- **QUOTED PASSAGE**
/---
Jerry Porter
- Porter during his tenure with the Oakland Raiders

No. 84, 80
- Position: Wide receiver

Personal information
- Born: July 14, 1978 (age 47) Washington, D.C., U.S.
- Listed height: 6 ft 2 in (1.88 m)
- Listed weight: 220 lb (100 kg)

Career information
- High school: Coolidge (Washington, D.C.)
- College: West Virginia
- NFL draft: 2000: 2nd round, 47th overall pick

Career history
- Oakland Raiders (2000–2007); Jacksonville Jaguars (2008);

Career NFL statistics
- Receptions: 295
- Receiving yards: 4,120
- Receiving touchdowns: 31
- Stats at Pro Football Reference

= Jerry Porter (American football) =

American football player (born 1978)

Jerry Porter (born July 14, 1978) is an American former professional football player who was a wide receiver in the National Football League (NFL). He played college football for the West Virginia Mountaineers and was selected by the Oakland Raiders in the second round of the 2000 NFL draft. Porter also played for the Jacksonville Jaguars.
\---
- **PROVIDED INFORMATION**
/---
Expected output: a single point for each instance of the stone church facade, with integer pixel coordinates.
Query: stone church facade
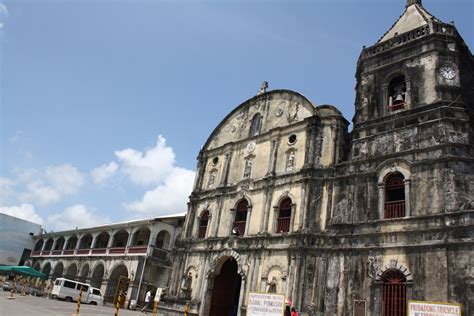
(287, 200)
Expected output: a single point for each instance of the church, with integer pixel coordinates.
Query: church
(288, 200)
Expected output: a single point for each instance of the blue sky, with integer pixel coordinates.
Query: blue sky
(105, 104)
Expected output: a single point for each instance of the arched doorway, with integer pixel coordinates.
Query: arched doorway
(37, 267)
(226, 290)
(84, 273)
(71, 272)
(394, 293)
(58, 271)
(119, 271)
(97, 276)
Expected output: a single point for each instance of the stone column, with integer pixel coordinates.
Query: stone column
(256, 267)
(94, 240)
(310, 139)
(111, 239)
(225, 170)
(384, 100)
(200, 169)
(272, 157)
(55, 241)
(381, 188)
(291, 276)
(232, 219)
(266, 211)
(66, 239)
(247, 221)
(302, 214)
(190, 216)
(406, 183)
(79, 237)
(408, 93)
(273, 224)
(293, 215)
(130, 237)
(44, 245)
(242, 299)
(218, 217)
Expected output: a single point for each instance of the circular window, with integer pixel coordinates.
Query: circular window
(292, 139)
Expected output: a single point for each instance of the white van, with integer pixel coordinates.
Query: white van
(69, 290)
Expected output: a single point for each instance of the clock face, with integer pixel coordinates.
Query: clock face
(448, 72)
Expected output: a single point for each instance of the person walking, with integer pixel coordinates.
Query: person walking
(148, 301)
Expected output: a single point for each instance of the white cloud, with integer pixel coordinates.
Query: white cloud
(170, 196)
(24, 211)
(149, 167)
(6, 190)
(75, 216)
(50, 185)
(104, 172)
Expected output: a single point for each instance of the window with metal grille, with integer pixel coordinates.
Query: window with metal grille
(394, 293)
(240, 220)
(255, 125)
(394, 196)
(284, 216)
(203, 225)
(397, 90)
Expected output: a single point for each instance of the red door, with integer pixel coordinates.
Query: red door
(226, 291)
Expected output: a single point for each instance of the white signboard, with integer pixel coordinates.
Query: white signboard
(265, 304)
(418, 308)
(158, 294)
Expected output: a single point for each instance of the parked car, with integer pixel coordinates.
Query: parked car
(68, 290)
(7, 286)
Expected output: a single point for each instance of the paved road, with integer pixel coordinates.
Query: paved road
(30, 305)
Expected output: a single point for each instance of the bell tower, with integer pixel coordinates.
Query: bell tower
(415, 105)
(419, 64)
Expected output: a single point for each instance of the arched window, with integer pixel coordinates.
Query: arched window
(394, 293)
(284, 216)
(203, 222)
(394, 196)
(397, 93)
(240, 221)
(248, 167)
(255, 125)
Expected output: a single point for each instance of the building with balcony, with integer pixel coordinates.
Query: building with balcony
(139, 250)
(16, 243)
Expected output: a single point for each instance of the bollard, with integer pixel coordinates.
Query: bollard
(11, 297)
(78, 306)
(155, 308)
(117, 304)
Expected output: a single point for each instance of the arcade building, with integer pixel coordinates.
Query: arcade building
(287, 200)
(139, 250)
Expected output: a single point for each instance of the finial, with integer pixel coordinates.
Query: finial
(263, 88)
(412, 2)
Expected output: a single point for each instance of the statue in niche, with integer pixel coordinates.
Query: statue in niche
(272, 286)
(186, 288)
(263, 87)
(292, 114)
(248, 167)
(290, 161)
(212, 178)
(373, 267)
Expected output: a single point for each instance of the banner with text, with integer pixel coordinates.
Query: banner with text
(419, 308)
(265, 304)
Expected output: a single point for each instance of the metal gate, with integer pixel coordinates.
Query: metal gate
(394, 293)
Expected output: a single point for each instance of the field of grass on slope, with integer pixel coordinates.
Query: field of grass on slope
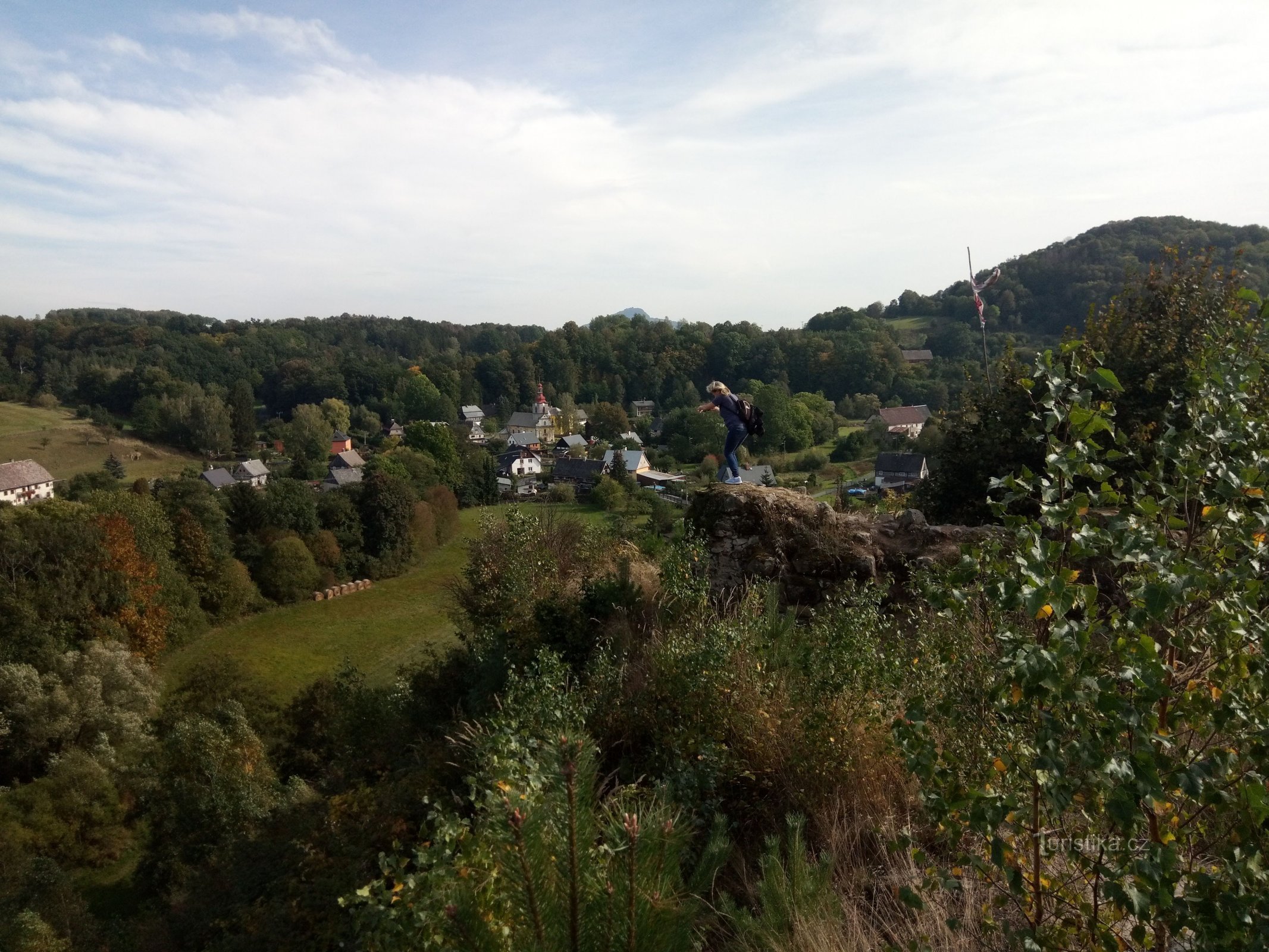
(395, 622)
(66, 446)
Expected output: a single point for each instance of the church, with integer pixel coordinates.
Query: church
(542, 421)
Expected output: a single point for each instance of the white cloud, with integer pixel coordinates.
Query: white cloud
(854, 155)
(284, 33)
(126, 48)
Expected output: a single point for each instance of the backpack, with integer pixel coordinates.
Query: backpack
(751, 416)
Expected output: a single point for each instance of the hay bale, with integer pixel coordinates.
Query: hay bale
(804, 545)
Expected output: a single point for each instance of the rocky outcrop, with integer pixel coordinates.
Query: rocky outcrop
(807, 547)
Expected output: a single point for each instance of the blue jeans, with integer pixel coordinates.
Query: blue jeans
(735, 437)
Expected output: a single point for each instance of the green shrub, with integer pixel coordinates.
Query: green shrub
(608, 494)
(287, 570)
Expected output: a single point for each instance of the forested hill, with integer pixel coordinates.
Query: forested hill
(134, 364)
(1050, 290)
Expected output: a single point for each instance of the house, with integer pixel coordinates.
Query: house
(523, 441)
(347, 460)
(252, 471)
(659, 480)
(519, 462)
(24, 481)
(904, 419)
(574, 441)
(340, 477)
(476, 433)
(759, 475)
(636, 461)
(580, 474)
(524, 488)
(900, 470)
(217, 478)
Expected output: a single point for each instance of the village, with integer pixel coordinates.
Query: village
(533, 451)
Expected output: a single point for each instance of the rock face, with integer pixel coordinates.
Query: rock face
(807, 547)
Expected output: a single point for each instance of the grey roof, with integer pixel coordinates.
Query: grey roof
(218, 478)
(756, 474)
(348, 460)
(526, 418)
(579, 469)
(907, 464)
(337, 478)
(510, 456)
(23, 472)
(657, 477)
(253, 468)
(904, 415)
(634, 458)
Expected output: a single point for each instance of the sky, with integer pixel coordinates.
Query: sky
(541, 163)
\---
- **YOUR ASSIGNMENT**
Write out, word for word, the part of the Jerry Porter article starting at "American football player" and ending at "the Jacksonville Jaguars.".

- **WRITTEN SOLUTION**
American football player (born 1978)

Jerry Porter (born July 14, 1978) is an American former professional football player who was a wide receiver in the National Football League (NFL). He played college football for the West Virginia Mountaineers and was selected by the Oakland Raiders in the second round of the 2000 NFL draft. Porter also played for the Jacksonville Jaguars.